**STATED GOAL:**
Convert the material into a JSON list of strings, one string per line and no blank lines. Include only the lines from the one containing "In this exercise you will locate the mowed" through the one containing "<point>93,180</point>", with both of those lines included.

Begin

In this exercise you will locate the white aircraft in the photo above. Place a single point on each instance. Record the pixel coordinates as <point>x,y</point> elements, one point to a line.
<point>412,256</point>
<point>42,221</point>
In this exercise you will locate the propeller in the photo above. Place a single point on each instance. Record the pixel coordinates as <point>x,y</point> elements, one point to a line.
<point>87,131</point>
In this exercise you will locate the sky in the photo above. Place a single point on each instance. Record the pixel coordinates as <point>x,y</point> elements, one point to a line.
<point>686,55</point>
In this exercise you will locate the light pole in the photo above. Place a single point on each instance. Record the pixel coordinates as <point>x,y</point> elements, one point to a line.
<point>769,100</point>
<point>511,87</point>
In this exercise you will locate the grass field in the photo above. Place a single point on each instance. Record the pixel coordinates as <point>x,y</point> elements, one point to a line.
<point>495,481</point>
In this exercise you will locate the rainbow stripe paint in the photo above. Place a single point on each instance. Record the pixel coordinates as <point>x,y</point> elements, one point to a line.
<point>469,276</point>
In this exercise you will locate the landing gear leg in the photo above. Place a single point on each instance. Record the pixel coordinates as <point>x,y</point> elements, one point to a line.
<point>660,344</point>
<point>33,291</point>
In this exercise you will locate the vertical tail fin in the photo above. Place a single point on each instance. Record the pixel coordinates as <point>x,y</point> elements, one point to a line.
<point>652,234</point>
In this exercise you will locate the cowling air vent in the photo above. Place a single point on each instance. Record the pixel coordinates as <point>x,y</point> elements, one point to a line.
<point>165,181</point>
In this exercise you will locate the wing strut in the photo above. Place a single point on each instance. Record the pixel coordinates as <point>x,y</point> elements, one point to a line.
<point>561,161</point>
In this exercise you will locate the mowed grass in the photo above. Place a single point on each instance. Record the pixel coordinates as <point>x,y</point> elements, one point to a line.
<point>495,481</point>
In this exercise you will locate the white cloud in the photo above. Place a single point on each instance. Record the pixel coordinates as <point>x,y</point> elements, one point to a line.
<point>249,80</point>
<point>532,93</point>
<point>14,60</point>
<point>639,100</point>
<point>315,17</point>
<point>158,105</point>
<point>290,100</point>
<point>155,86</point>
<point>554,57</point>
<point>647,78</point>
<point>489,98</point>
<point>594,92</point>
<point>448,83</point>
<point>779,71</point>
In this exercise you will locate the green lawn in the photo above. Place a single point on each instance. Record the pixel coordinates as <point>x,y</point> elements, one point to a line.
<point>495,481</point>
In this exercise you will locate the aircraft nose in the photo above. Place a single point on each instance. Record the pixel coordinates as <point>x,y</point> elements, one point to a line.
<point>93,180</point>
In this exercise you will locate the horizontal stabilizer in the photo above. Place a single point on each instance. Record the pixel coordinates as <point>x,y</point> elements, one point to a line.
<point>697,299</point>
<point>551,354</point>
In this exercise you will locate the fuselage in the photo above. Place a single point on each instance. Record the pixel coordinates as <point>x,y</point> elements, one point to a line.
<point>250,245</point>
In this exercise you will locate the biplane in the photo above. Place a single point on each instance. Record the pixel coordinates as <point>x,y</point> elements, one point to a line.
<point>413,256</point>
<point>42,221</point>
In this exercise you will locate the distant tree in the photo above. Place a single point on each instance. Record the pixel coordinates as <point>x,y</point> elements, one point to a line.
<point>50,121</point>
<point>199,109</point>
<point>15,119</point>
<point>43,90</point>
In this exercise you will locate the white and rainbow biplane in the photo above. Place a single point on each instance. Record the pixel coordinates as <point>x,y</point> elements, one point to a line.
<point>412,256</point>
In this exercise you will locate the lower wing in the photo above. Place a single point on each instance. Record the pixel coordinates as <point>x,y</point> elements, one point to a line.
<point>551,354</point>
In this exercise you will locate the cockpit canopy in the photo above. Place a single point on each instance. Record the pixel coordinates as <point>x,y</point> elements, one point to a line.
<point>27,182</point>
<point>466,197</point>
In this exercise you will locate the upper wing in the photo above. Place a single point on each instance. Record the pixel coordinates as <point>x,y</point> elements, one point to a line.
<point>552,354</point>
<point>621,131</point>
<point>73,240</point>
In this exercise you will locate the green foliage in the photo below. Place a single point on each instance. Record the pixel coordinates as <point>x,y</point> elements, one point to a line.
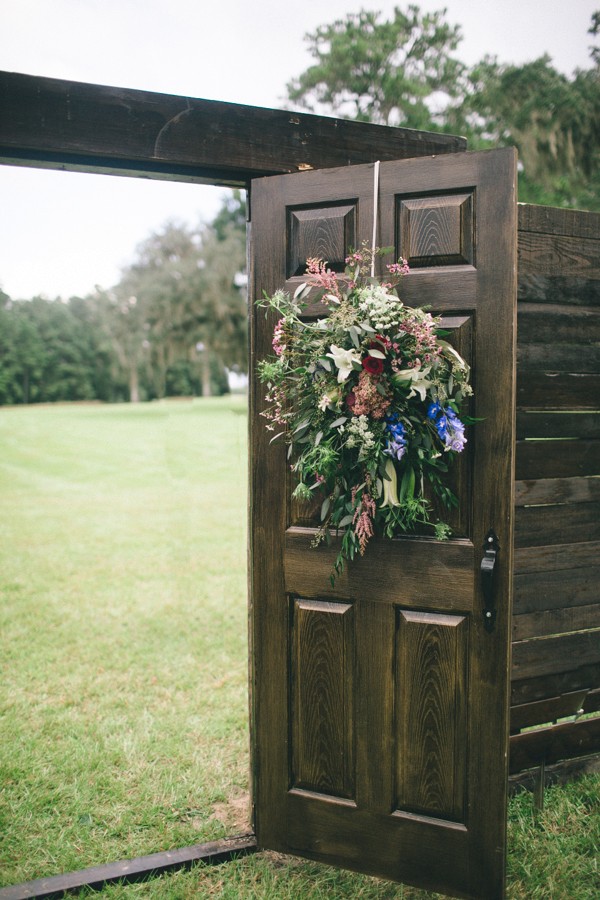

End

**COMPLETE ANSWER:**
[
  "In this exercise you will locate the mowed grass in the photo above. Place a single point on each instance. Record the pixel coordinates as <point>x,y</point> elements, one point to a line.",
  "<point>495,481</point>",
  "In this exercise you will locate the white cloud in the photo above. Place a single point on each instance. Record the pixel coordinates as <point>x,y</point> elements, one point to a line.",
  "<point>249,80</point>",
  "<point>532,93</point>",
  "<point>14,60</point>",
  "<point>639,100</point>",
  "<point>315,17</point>",
  "<point>158,105</point>",
  "<point>290,100</point>",
  "<point>155,86</point>",
  "<point>554,57</point>",
  "<point>647,78</point>",
  "<point>489,98</point>",
  "<point>594,92</point>",
  "<point>448,83</point>",
  "<point>779,71</point>",
  "In this exercise you will locate the green lawn in the photo above. Place a single point on each instance. Record the pixel coordinates as <point>x,y</point> elements, one point to a line.",
  "<point>495,481</point>",
  "In this exercise you will locate the aircraft nose in the photo above. Place a single point on each instance. Record the pixel coordinates as <point>x,y</point> elements, one point to a line.",
  "<point>93,180</point>"
]